Supplied passage:
┌──

But an application to the Mayor’s growth fund was turned down on Wednesday, leaving a programme to regenerate the laboratories and manufacturing buildings on the 17 acre site in turmoil.

Councillors and politicians reacted with fury at today’s announcement, labelling it a “kick in the teeth” for the borough’s “long suffering” residents.

Emergency negotiations are now under way between Sanofi, Barking and Dagenham Council and regeneration experts SOG to try and find a solution to ensure the future of the park.

Unless an alternative is found, the laboratories and manufacturing facilities will face demolition and the land sold for development.

“We are extremely angry and disappointed at this decision,” said Cllr Smith. “This is another kick in the teeth for the long suffering residents of Barking and Dagenham.

“This just goes to show that our part of London seems to be a target for the things that other people don’t want.”

As part of its local legacy, Sanofi aimed to attract high-tech industries to take up the dormant state-of-the-art facilities, which make up part of the business-east business park spanning over 50 acres.

The decision has not affected plans to build a large Sainsbury’s supermarket on 10 acres, or proposals for a hotel, health centre, retail area and manufacturing units.

└──

[Saved entries]
┌──

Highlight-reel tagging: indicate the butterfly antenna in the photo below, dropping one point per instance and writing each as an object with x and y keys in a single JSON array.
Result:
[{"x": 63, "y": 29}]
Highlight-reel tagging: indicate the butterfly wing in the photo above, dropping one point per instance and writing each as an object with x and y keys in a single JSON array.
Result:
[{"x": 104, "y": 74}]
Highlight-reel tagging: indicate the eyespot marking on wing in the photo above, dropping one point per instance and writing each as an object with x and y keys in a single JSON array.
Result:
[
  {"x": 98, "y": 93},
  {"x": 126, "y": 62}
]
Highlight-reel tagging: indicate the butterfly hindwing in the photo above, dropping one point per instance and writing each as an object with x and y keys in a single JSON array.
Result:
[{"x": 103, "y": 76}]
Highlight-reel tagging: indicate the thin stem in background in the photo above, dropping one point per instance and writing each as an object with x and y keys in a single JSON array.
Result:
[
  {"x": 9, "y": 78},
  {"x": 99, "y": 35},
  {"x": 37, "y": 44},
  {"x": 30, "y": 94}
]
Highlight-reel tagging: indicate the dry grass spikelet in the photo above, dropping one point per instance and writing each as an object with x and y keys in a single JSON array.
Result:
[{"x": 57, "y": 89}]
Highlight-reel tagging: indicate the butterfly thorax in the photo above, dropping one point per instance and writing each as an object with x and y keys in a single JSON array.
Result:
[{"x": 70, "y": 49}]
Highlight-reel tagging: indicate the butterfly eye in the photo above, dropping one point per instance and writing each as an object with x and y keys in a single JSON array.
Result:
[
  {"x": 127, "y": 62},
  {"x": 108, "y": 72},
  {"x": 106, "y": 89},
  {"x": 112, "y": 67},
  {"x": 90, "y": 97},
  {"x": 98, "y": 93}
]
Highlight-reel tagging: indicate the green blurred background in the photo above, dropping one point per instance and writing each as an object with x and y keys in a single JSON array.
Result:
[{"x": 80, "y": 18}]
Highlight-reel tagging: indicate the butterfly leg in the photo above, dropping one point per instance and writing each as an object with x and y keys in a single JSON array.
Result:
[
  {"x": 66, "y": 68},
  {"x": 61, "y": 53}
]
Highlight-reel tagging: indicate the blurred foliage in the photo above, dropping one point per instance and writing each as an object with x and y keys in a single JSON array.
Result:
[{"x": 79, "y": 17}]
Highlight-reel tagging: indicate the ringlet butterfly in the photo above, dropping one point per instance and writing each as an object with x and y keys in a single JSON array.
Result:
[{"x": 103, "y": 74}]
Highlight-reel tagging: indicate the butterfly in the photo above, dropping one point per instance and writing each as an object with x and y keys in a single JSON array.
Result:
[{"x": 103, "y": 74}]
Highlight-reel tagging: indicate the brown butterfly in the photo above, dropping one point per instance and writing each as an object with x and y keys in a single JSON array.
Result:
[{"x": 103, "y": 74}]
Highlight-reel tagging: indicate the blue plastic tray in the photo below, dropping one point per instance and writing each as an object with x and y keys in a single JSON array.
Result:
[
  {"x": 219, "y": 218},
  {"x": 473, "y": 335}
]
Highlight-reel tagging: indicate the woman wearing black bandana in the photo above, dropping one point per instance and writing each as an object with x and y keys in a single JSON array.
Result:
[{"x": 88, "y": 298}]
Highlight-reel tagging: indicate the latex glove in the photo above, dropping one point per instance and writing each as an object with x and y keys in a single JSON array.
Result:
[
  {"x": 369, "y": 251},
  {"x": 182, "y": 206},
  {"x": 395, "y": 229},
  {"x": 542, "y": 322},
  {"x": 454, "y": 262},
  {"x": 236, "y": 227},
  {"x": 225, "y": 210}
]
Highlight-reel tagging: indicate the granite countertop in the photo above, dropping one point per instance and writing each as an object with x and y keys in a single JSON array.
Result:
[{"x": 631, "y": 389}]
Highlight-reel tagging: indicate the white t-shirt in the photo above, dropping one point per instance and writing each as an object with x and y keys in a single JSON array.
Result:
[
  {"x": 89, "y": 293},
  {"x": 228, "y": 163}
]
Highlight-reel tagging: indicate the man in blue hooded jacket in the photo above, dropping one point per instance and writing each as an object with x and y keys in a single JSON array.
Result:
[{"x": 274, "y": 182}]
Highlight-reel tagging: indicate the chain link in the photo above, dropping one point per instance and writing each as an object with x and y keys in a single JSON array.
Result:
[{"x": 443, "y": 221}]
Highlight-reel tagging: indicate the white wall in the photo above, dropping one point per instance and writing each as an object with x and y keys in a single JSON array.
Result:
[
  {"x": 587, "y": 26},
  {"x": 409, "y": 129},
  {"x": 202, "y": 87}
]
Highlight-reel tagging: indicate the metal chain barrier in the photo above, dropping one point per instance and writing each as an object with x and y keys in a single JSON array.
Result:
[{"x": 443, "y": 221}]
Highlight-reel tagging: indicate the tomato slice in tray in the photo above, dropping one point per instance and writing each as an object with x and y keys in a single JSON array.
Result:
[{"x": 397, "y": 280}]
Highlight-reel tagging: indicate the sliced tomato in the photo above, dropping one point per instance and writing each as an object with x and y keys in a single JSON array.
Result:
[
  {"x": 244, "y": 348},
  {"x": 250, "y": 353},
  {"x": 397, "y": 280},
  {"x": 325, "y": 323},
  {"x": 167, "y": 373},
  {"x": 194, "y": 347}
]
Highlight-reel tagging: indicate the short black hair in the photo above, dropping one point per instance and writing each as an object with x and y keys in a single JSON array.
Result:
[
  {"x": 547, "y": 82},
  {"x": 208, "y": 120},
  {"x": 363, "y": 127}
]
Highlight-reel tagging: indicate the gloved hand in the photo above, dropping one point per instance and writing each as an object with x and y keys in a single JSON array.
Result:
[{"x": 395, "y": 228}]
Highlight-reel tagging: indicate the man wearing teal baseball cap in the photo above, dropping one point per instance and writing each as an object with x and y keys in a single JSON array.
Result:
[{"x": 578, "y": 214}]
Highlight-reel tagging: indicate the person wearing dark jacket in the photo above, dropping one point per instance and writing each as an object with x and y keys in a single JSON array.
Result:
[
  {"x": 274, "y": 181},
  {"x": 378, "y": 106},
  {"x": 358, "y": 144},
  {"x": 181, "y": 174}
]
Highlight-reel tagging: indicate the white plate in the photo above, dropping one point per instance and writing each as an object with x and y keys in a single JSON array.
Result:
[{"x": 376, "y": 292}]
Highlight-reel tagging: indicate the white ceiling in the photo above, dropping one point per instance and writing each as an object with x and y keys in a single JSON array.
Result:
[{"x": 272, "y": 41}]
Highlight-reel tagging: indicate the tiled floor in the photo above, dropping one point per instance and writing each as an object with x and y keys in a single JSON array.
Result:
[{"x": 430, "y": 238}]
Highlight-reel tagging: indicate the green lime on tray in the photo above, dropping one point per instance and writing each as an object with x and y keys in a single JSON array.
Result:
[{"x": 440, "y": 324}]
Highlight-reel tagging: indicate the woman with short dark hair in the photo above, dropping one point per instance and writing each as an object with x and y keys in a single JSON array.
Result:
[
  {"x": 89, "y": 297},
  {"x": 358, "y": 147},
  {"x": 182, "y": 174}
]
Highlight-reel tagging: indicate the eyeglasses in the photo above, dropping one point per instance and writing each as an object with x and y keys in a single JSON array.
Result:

└──

Task list:
**1.** Answer these questions from the news excerpt:
(a) How large is the site with the laboratories and manufacturing buildings?
(b) Which three parties are in emergency negotiations over the future of the park?
(c) On how many acres is the Sainsbury's supermarket to be built?
**2.** Reproduce the part of the news excerpt starting at "Councillors and politicians" and ending at "Barking and Dagenham.".
The records have no connection to the news excerpt.

Replies:
**1.**
(a) 17 acres
(b) Sanofi, Barking and Dagenham Council, and SOG
(c) 10 acres

**2.**
Councillors and politicians reacted with fury at today’s announcement, labelling it a “kick in the teeth” for the borough’s “long suffering” residents.

Emergency negotiations are now under way between Sanofi, Barking and Dagenham Council and regeneration experts SOG to try and find a solution to ensure the future of the park.

Unless an alternative is found, the laboratories and manufacturing facilities will face demolition and the land sold for development.

“We are extremely angry and disappointed at this decision,” said Cllr Smith. “This is another kick in the teeth for the long suffering residents of Barking and Dagenham.